§ **Tasks to perform**
a: Answer these questions from the euro forecast, marking each answer (i), (ii) or (iii) on its own line.
(i) What is the fundamental forecast given for EUR/USD?
(ii) By what percentage did EUR/GBP rise?
(iii) Which commodity does the euro forecast name as slumping again?
b: Write the next part of the euro forecast, starting after its final sentence.

§ **Provided passage**
Further Euro Upside Possible Without ECB Interference – A Big ’If’


Fundamental Forecast for EUR/USDNeutral

– EUR/USD quickly moved into a bullish breakout posture after Fed Chair Yellen’s comments.

– Despite a ‘good enough’ US jobs report, EUR/USD’s ascent was only momentarily stalled intraday.

– As market volatility ebbs, it’s a good time to review risk management principles.

The Euro finished out the quarter on mostly strong footing, rallying further against recently embattled currencies like the British Pound (EUR/GBP +1.31%) and the US Dollar (EUR/USD +1.97%). Yet with commodity prices, mainly Crude Oil, slumping again, the commodity currencies weren’t able to post sizeable gains (if at all; EUR/CAD rallied by +0.01%) around the latest round of dovish commentary from Federal Reserve Chair Janet Yellen.

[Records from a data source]

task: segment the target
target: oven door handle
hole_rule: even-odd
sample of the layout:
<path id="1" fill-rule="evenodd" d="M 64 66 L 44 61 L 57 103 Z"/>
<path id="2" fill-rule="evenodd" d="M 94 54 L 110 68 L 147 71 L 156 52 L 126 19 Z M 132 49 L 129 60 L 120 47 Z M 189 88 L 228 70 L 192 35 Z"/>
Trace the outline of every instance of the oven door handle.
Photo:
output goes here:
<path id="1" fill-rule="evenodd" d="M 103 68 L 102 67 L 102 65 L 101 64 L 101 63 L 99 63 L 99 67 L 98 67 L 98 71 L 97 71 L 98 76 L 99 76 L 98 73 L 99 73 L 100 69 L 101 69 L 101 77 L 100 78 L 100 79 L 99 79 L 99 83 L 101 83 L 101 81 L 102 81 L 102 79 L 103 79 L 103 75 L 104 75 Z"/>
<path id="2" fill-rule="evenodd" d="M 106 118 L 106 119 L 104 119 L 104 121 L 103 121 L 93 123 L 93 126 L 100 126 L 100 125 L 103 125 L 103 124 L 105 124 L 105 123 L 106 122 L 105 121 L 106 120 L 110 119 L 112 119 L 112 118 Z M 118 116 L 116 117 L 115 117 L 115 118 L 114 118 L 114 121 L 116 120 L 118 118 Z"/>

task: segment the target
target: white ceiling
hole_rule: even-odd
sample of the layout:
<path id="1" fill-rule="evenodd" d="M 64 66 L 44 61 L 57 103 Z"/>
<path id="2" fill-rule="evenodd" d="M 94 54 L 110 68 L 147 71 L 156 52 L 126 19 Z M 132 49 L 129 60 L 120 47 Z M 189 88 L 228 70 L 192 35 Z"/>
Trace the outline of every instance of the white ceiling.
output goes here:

§ **Responses**
a:
(i) Neutral
(ii) +1.31%
(iii) Crude Oil

b:
As EUR/USD appears to be primed for a technical breakout to the topside thanks to the Fed, it comes against the backdrop of the European Central Bank recently admitting that its latest measures aren’t aimed at the FX channel. For more information on this, and why we diagnosed the Euro as having greater potential for upside immediately after the ECB’s March 10 reading, you might find the Euro weekly trading forecast from the week of March 13, 2016 helpful, “ECB’s Measures Aimed at Credit, Not FX – Euro Gains Breathing Room.”Now that the ECB’s new easing measures are in effect (as of this Friday, the start of Q2’16), further Euro upside wholly depends on the ECB keeping quiet about the Euro’s exchange rate.

To be clear, now that some the latest tweaks to the ECB’s easing measures are in effect – notably the increased pace of asset purchases, up by €20 billion to €80 billion per month – the Euro may be a bit more susceptible to weakness if risk markets rally (the portfolio rebalancing channel effect is still in play). However, the sensitivity the Euro will have to gains by equity markets and lower core sovereign yields may be limited thanks to Fed Chair Yellen’s heightened dovish posture.